# [Reading passage]

—————

H. polysperma is sparsely hairy with both aquatic and emergent stems. The aquatic form has opposite, elliptic to oblong leaves to 4cm long. The emergent form differs in having smaller, narrower and darker leaves. The flowers are stalkless in the leaf axils of the emergent stems and are surrounded by two hairy modified leaves 5-15mm long. The outer portion of the flower (sepal) is green, hairy and divided nearly to the base. The inner portion of the flower (petal) is blue to white, hairy and up to 9mm long. The fruit is a capsule to 9mm long covered with hairs especially near the top (Hall and Vandiver, 2003).

Doyle et al. (2003) report that, \"H. polysperma also has low light saturation and compensation points, making it capable of positive net photosynthesis at low light levels (Spencer and Bowes, 1985, in Doyle et al. 2003). Another adaptive characteristic is its perennial growth habit coupled with the relatively low seasonality of the plant (Spencer and Bowes, 1985, in Doyle et al. 2003) which allows it to maintain shoot biomass and occupy its niche throughout the year.\"

—————

[Referring expression data]

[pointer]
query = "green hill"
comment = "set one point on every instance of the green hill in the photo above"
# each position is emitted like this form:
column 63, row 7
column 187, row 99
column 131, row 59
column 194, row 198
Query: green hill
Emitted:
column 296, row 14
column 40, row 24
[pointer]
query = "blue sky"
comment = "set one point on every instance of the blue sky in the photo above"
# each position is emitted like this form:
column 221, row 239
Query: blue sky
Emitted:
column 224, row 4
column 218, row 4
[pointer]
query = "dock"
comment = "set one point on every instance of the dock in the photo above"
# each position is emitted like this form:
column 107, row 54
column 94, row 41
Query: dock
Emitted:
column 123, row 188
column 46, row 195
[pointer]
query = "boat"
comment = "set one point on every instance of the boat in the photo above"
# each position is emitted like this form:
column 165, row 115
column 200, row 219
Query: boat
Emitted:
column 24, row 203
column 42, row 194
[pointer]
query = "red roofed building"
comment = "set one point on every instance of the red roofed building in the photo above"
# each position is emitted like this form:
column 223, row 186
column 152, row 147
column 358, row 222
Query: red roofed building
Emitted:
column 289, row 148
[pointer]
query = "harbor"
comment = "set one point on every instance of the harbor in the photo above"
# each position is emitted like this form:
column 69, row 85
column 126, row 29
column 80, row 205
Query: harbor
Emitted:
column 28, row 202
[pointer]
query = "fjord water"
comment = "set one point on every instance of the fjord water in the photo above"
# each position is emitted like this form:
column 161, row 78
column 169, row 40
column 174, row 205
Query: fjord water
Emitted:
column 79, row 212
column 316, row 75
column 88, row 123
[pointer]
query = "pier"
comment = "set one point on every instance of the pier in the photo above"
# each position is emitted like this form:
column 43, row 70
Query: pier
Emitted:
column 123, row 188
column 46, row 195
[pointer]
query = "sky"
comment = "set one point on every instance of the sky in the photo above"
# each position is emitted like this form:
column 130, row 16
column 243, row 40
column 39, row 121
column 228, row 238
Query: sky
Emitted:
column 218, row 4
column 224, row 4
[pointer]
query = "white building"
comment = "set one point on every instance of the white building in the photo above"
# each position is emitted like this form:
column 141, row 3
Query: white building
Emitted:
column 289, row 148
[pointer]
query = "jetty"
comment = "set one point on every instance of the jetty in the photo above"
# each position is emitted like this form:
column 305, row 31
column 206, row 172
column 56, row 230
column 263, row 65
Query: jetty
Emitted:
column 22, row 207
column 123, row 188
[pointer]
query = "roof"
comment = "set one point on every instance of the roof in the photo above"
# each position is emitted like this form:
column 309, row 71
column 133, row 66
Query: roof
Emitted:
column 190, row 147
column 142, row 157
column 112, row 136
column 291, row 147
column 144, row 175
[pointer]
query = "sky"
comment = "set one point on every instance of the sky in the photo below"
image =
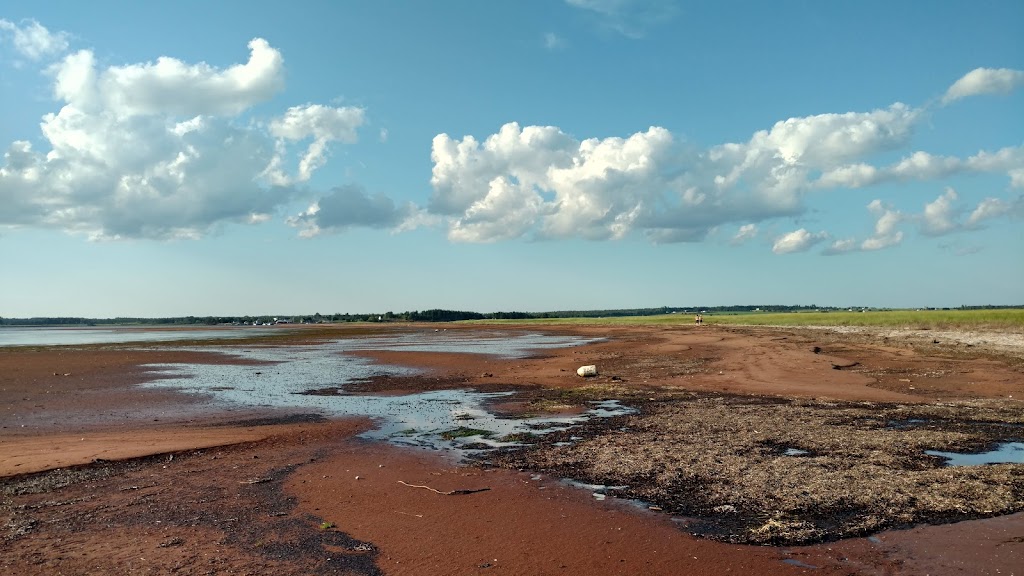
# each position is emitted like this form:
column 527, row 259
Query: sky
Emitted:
column 243, row 158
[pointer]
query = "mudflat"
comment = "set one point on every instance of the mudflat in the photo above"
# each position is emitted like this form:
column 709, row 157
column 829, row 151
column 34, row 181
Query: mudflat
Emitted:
column 750, row 451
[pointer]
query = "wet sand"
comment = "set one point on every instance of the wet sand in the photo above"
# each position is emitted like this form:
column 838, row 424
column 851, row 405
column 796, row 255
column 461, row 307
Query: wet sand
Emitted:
column 249, row 492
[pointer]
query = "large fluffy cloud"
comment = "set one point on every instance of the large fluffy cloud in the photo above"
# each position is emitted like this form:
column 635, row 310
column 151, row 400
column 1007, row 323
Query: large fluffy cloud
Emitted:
column 538, row 180
column 161, row 150
column 984, row 81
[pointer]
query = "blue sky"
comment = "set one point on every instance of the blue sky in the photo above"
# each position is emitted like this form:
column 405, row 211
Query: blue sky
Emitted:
column 195, row 158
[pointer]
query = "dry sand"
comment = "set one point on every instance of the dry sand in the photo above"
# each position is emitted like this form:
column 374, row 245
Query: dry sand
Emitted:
column 181, row 489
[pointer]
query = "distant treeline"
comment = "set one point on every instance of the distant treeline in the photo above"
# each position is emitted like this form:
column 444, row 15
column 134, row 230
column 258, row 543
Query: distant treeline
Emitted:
column 434, row 315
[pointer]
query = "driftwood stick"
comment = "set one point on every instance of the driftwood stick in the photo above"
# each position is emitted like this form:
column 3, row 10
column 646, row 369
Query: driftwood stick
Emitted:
column 449, row 493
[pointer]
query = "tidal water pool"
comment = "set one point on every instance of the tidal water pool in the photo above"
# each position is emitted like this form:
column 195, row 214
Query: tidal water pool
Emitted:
column 285, row 376
column 1006, row 453
column 48, row 336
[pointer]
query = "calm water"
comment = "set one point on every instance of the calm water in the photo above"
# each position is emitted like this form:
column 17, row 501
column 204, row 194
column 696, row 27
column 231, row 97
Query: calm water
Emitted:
column 288, row 373
column 1007, row 453
column 28, row 336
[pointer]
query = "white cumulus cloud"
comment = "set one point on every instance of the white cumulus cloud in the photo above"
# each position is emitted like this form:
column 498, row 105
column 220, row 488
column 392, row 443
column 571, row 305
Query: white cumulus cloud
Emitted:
column 985, row 81
column 158, row 150
column 541, row 181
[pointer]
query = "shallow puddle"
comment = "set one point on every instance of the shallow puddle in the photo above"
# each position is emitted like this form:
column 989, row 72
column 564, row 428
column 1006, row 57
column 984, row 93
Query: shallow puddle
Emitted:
column 1006, row 453
column 440, row 419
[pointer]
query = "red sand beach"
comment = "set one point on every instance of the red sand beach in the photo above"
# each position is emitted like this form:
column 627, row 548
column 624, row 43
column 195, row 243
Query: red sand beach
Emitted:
column 156, row 482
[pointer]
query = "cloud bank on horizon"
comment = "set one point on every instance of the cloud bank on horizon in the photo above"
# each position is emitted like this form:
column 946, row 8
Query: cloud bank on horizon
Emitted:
column 168, row 149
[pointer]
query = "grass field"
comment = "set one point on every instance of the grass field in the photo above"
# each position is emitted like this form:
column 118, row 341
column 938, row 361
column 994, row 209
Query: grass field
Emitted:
column 1006, row 319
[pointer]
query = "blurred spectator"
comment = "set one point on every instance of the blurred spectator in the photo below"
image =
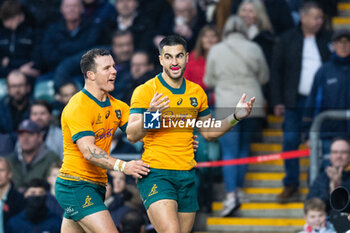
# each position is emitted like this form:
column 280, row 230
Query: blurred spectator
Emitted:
column 69, row 36
column 44, row 12
column 235, row 66
column 19, row 41
column 278, row 12
column 141, row 69
column 296, row 58
column 337, row 174
column 41, row 113
column 32, row 158
column 36, row 217
column 189, row 19
column 316, row 217
column 195, row 68
column 65, row 92
column 11, row 201
column 99, row 11
column 14, row 107
column 128, row 18
column 132, row 222
column 122, row 50
column 260, row 30
column 115, row 196
column 331, row 90
column 51, row 201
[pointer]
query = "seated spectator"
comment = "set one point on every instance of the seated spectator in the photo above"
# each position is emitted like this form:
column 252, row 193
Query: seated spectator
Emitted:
column 195, row 68
column 132, row 222
column 128, row 18
column 69, row 36
column 316, row 217
column 337, row 174
column 32, row 159
column 330, row 91
column 116, row 196
column 19, row 47
column 122, row 50
column 35, row 217
column 14, row 107
column 41, row 113
column 12, row 202
column 279, row 14
column 51, row 201
column 99, row 11
column 235, row 66
column 189, row 19
column 141, row 69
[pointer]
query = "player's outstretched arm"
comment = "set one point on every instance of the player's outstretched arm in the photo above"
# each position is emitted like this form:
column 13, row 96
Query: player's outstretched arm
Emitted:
column 101, row 158
column 243, row 110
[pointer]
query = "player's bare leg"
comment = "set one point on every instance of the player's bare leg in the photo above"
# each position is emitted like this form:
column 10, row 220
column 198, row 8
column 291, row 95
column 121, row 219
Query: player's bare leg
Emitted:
column 186, row 221
column 69, row 226
column 164, row 217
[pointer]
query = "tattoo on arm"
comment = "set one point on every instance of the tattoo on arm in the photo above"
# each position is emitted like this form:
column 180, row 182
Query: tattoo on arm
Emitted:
column 99, row 155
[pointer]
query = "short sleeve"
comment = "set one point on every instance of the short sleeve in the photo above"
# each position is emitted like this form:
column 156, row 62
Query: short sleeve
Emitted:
column 140, row 99
column 79, row 122
column 204, row 108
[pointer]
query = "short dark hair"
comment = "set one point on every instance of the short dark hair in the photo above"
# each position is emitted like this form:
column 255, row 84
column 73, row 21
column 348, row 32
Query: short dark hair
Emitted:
column 172, row 40
column 10, row 9
column 308, row 5
column 43, row 103
column 87, row 62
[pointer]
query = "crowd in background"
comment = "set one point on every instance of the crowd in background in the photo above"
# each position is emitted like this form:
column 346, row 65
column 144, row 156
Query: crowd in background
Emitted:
column 283, row 52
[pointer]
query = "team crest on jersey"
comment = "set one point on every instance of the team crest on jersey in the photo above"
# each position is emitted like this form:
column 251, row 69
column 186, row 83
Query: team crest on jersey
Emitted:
column 99, row 121
column 194, row 102
column 118, row 113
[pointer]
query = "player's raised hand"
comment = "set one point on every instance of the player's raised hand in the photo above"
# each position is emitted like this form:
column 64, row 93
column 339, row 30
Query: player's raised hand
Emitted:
column 159, row 102
column 136, row 168
column 243, row 109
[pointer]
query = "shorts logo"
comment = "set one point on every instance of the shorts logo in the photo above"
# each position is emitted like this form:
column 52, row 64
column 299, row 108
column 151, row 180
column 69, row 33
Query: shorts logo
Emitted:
column 151, row 120
column 194, row 102
column 87, row 201
column 153, row 190
column 118, row 113
column 99, row 121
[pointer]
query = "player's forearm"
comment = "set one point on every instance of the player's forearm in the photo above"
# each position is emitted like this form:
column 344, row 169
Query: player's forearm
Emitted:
column 135, row 131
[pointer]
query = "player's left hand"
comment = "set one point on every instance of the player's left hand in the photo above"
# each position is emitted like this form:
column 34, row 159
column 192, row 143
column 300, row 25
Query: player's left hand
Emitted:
column 243, row 109
column 195, row 143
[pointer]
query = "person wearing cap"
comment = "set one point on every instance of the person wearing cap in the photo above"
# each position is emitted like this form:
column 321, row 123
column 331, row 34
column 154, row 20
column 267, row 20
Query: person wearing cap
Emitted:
column 32, row 159
column 331, row 90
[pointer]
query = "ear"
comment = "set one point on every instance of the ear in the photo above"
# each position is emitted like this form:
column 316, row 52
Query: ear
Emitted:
column 90, row 75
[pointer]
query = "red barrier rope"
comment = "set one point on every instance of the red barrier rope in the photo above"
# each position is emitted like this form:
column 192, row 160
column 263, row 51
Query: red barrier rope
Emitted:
column 257, row 159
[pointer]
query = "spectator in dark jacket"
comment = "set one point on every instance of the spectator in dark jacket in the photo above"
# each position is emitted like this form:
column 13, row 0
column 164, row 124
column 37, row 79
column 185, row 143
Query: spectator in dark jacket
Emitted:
column 296, row 58
column 12, row 202
column 331, row 90
column 69, row 36
column 14, row 107
column 19, row 47
column 32, row 159
column 36, row 217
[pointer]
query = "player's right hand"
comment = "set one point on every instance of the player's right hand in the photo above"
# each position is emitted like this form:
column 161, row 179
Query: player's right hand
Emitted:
column 136, row 168
column 158, row 103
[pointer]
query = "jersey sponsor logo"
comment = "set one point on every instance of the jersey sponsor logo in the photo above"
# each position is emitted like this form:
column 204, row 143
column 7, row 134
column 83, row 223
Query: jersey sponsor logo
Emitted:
column 103, row 133
column 151, row 120
column 118, row 113
column 87, row 202
column 99, row 121
column 107, row 114
column 153, row 190
column 194, row 102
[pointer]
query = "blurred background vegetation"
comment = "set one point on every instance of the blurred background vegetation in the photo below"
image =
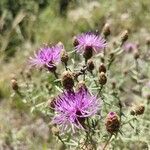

—————

# [About this exercise]
Reproduce the H. polysperma passage in full, word for word. Rely only on the H. polysperma passage.

# [Reply]
H. polysperma is sparsely hairy with both aquatic and emergent stems. The aquatic form has opposite, elliptic to oblong leaves to 4cm long. The emergent form differs in having smaller, narrower and darker leaves. The flowers are stalkless in the leaf axils of the emergent stems and are surrounded by two hairy modified leaves 5-15mm long. The outer portion of the flower (sepal) is green, hairy and divided nearly to the base. The inner portion of the flower (petal) is blue to white, hairy and up to 9mm long. The fruit is a capsule to 9mm long covered with hairs especially near the top (Hall and Vandiver, 2003).

Doyle et al. (2003) report that, \"H. polysperma also has low light saturation and compensation points, making it capable of positive net photosynthesis at low light levels (Spencer and Bowes, 1985, in Doyle et al. 2003). Another adaptive characteristic is its perennial growth habit coupled with the relatively low seasonality of the plant (Spencer and Bowes, 1985, in Doyle et al. 2003) which allows it to maintain shoot biomass and occupy its niche throughout the year.\"